▶ [Text under study]
Indoleamine 2,3-dioxygenase 1 (IDO1) is a key immunosuppressive enzyme that modulates the anti-tumour immune response by promoting regulatory T cell generation and blocking effector T cell activation, thereby facilitating tumour growth by allowing cancer cells to avoid immune surveillance. Epacadostat is a first-in-class, highly potent and selective oral inhibitor of the IDO1 enzyme that reverses tumour-associated immune suppression and restores effective anti-tumour immune responses. In single-arm studies, the combination of epacadostat and immune checkpoint inhibitors has shown proof-of-concept in patients with unresectable or metastatic melanoma. In these studies, epacadostat combined with the PD-1 inhibitor pembrolizumab improved response rates compared with studies of the immune checkpoint inhibitors alone.
Initial data expected in 2018
ECHO-301 is a Phase III randomised, double-blind, placebo-controlled study that will evaluate pembrolizumab in combination with epacadostat or placebo in patients with unresectable or metastatic melanoma. The study will enrol 600 patients, randomised 1:1, who will be stratified by PD-L1 expression (positive versus negative/indeterminate) and BRAF mutation status (BRAF mutant who have received prior BRAF-directed treatment or BRAF mutant with no prior BRAF-directed treatment and BRAF wild type).
The two primary endpoints of the study are progression-free survival and overall survival. Key secondary endpoints include objective response rate, safety and tolerability.
“We are very pleased to treat the first patient in the ECHO-301 study and advance the Phase III programme evaluating epacadostat in combination with pembrolizumab,” said Steven Stein, M.D. Incyte’s Chief Medical Officer. “This trial – the first to test this combination in a pivotal study – is part of the larger ECHO programme evaluating epacadostat, including combination studies with anti-PD-1 and PD-L1 therapies across multiple tumour types.”
Incyte expects initial data from the ECHO-301 study to be available in 2018.

▶ [Records provided]
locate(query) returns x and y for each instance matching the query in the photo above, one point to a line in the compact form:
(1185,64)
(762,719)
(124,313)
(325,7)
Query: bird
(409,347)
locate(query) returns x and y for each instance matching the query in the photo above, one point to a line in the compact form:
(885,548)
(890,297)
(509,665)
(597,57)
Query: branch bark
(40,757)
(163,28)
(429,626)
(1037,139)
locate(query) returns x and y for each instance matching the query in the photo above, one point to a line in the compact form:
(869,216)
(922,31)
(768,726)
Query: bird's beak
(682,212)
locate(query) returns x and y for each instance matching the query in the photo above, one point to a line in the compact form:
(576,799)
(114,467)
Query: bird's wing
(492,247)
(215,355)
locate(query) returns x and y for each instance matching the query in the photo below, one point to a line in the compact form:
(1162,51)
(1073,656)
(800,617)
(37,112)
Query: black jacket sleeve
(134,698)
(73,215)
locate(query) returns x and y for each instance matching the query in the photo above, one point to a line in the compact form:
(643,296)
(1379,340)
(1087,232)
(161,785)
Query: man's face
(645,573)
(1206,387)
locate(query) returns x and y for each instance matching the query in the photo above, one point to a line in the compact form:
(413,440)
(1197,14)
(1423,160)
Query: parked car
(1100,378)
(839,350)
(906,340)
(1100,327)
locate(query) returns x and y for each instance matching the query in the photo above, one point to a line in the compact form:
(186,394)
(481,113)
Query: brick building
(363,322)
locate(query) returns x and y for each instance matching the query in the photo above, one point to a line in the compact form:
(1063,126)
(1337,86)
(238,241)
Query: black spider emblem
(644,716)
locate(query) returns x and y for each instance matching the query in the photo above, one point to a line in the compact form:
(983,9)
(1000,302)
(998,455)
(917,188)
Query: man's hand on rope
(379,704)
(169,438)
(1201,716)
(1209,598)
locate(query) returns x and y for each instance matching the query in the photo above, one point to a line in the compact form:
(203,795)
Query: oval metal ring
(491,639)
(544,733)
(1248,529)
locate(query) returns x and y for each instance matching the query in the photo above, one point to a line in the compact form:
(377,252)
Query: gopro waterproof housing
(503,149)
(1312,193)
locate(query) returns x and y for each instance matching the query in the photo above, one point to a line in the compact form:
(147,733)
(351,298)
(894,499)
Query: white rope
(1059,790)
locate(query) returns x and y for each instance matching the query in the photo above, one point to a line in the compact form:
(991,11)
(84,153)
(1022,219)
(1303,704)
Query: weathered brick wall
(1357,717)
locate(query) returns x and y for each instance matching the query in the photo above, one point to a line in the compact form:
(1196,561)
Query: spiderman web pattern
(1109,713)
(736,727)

▶ [To do]
• A. From the epacadostat text, reproduce the passage starting with "The two primary" and going on through "available in 2018.".
• B. Name every endpoint, primary and key secondary, that the epacadostat text gives for the ECHO-301 study.
• C. According to the epacadostat text, how many patients will the ECHO-301 study enroll?

▶ [Solutions]
• A.
The two primary endpoints of the study are progression-free survival and overall survival. Key secondary endpoints include objective response rate, safety and tolerability.
“We are very pleased to treat the first patient in the ECHO-301 study and advance the Phase III programme evaluating epacadostat in combination with pembrolizumab,” said Steven Stein, M.D. Incyte’s Chief Medical Officer. “This trial – the first to test this combination in a pivotal study – is part of the larger ECHO programme evaluating epacadostat, including combination studies with anti-PD-1 and PD-L1 therapies across multiple tumour types.”
Incyte expects initial data from the ECHO-301 study to be available in 2018.

• B.
Progression-free survival (primary)
Overall survival (primary)
Objective response rate (key secondary)
Safety (key secondary)
Tolerability (key secondary)

• C. 600 patients, randomized 1:1.